WHAT THIS TASK INVOLVES —
Shift each coordinate value in the answers up by 116, and write out again the lines from the one containing "Where can you find the front" through the last line below, both included, requests and all.

Coordinate annotation records:
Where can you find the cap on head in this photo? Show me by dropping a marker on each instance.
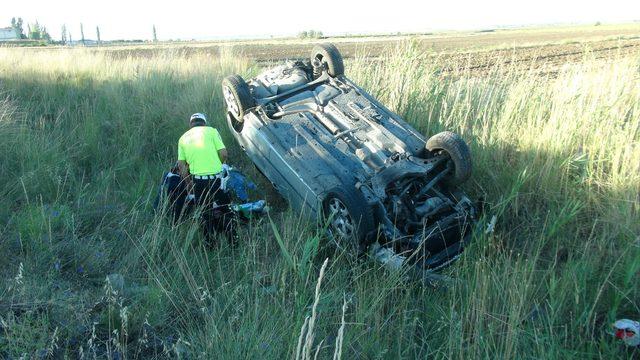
(198, 117)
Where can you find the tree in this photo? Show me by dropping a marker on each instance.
(16, 24)
(63, 34)
(38, 32)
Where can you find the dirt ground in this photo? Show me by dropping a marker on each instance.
(544, 48)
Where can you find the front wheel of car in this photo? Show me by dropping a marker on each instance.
(455, 147)
(328, 55)
(349, 218)
(237, 97)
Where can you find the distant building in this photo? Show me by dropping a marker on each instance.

WORKED SOLUTION —
Where can you find the front wheel of car in this photo? Show me by dropping a marker on each instance.
(571, 263)
(444, 171)
(465, 334)
(353, 213)
Where can you find the distant building in this photo? Show me by dropping a marker on each instance.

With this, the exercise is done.